Requirement: When the line containing "of the gray" appears in the data below, begin copying there and stop only after the line containing "the brown pebble".
++++ Records for processing
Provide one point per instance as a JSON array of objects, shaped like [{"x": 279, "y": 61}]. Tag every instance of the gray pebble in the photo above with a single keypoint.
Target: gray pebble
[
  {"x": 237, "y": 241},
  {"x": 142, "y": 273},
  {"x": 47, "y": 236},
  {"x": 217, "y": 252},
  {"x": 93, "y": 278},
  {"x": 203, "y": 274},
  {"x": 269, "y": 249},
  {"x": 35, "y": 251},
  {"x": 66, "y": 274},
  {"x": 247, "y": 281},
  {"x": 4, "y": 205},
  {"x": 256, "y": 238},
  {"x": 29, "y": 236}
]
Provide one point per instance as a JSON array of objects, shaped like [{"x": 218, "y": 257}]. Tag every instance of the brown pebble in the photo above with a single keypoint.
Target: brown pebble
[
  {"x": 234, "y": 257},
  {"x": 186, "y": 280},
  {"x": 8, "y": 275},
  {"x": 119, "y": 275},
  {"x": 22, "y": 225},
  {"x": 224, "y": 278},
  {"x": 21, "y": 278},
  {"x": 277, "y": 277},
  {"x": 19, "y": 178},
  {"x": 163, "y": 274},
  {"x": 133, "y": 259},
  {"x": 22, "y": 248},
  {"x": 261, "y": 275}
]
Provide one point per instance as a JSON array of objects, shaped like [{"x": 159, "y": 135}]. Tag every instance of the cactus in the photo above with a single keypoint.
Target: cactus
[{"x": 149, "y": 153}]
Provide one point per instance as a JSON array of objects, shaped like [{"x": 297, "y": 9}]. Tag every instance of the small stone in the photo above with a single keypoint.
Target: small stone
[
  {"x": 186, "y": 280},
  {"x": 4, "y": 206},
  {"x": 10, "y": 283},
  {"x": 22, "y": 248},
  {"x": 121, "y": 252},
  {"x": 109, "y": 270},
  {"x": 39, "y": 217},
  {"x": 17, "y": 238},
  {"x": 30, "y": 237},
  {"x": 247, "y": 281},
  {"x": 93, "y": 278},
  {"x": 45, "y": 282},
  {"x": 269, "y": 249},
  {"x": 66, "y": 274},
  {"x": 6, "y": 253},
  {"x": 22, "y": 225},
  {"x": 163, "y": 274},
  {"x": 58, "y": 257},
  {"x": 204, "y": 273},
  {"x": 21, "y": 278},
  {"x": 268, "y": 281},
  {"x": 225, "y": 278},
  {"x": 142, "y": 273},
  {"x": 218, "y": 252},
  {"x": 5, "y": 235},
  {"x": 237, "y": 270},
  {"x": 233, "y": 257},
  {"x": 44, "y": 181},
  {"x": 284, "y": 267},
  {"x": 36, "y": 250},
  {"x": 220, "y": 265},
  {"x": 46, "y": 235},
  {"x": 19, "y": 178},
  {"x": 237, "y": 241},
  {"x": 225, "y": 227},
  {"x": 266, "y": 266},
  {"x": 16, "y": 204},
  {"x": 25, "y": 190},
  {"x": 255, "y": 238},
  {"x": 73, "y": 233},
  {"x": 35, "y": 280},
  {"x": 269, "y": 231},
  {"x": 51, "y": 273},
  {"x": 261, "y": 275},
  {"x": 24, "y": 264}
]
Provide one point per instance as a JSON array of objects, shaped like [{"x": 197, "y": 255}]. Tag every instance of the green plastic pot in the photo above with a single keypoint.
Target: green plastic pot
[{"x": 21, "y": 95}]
++++++++
++++ Records for processing
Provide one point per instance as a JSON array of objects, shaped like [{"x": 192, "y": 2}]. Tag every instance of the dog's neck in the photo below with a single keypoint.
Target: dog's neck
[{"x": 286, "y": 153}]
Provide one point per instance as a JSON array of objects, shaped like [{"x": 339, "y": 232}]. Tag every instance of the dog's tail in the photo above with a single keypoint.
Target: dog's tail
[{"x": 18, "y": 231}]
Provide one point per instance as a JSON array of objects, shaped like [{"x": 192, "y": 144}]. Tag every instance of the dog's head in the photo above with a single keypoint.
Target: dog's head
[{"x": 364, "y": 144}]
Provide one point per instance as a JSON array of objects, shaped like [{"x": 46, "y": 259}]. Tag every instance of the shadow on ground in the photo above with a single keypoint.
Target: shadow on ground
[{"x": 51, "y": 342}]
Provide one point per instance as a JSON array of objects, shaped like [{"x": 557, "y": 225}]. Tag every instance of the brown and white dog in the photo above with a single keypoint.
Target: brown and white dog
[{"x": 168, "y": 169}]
++++++++
Result:
Provide one point per instance as a JSON array of objects, shaped like [{"x": 279, "y": 61}]. Tag every instance of the gray pebble in the photo above with a single keypoint.
Target: gray pebble
[
  {"x": 237, "y": 241},
  {"x": 142, "y": 273},
  {"x": 47, "y": 236},
  {"x": 217, "y": 252},
  {"x": 93, "y": 278},
  {"x": 203, "y": 274},
  {"x": 269, "y": 249},
  {"x": 35, "y": 251},
  {"x": 66, "y": 274},
  {"x": 247, "y": 281},
  {"x": 4, "y": 205},
  {"x": 256, "y": 238},
  {"x": 29, "y": 236}
]
Provide one point per instance as a JSON array of objects, shaped like [{"x": 218, "y": 257}]. Tag every instance of the brown pebble in the photo above with a single keypoint.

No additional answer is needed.